## SOURCE:
Business people have their own training, but it varies a great deal more than what is taught to programmers. The results are similar, though: business people are conditioned to behave in ways that jeopardize their software projects.
Business people in charge of budgets can calculate all day, but it seems they don't know how to think about why they need software. Often they have no real concept of business priority of features or of the monetary value (direct or indirect) of those features to their business. This is understandable, for both lower-level managers of projects and company leaders.
In lots of corporate environments, especially large ones, it's easy to see how people at the bottom can think people at the top rule by edict. Some order comes down from on high and people at the bottom are just expected to execute it. People in charge of managing projects are subject to constraints that keep them somewhat in the dark. They often aren't empowered to think. So, when an order is given, they simply obey and leave the details of why they should or should not do something to those higher up the food chain.
But the supposedly all-wise people at the top often aren't in any better shape. Many business decisions end up being based on what's "hot" or gets the most press. "If all these other companies are doing it, we should, too." It's called the "bandwagon effect." The problem is that business leaders are thinking about software incorrectly. They see it as a cost instead of an asset that costs something. They see it as a necessary evil, or as a means of production, rather than as a strategic advantage.

## ITEMS:
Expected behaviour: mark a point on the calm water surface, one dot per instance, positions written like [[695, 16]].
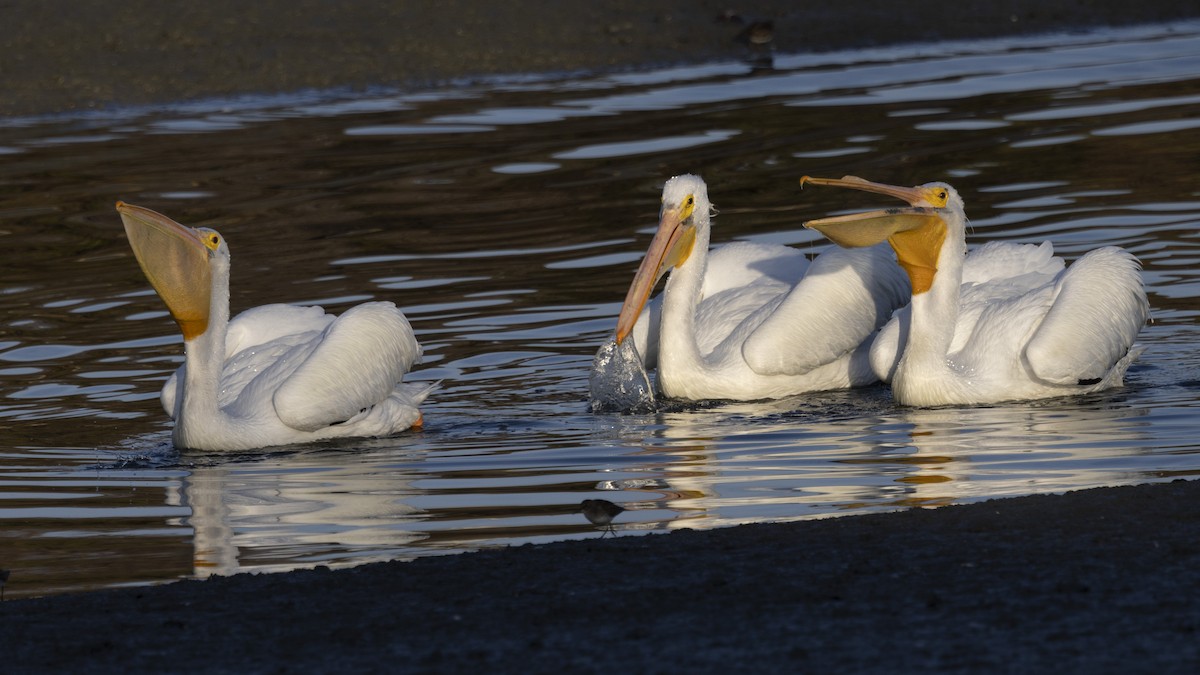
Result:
[[507, 220]]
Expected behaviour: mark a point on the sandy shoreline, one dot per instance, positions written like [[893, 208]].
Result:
[[1098, 580], [1091, 581]]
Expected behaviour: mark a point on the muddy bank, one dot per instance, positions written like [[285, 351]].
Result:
[[1093, 581]]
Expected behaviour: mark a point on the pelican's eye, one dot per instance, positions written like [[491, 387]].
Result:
[[211, 239], [688, 207], [937, 196]]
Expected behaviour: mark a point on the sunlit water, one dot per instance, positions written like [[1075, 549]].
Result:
[[507, 221]]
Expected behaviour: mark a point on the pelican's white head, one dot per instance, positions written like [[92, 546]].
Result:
[[685, 209], [179, 263], [916, 233]]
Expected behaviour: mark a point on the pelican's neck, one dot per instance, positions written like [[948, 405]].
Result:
[[204, 357], [678, 351], [935, 312]]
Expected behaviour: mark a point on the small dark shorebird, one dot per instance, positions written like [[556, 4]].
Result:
[[601, 512]]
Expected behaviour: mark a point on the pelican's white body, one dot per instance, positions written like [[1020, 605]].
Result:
[[1011, 322], [754, 321], [277, 374], [293, 375]]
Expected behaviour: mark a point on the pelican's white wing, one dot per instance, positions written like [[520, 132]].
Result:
[[1098, 308], [994, 273], [280, 326], [843, 298], [739, 278], [355, 364]]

## WHAT YOU HAVE TO DO:
Reproduce, word for word, the entire passage about how business people think about software.

## WORKED SOLUTION:
Business people have their own training, but it varies a great deal more than what is taught to programmers. The results are similar, though: business people are conditioned to behave in ways that jeopardize their software projects.
Business people in charge of budgets can calculate all day, but it seems they don't know how to think about why they need software. Often they have no real concept of business priority of features or of the monetary value (direct or indirect) of those features to their business. This is understandable, for both lower-level managers of projects and company leaders.
In lots of corporate environments, especially large ones, it's easy to see how people at the bottom can think people at the top rule by edict. Some order comes down from on high and people at the bottom are just expected to execute it. People in charge of managing projects are subject to constraints that keep them somewhat in the dark. They often aren't empowered to think. So, when an order is given, they simply obey and leave the details of why they should or should not do something to those higher up the food chain.
But the supposedly all-wise people at the top often aren't in any better shape. Many business decisions end up being based on what's "hot" or gets the most press. "If all these other companies are doing it, we should, too." It's called the "bandwagon effect." The problem is that business leaders are thinking about software incorrectly. They see it as a cost instead of an asset that costs something. They see it as a necessary evil, or as a means of production, rather than as a strategic advantage.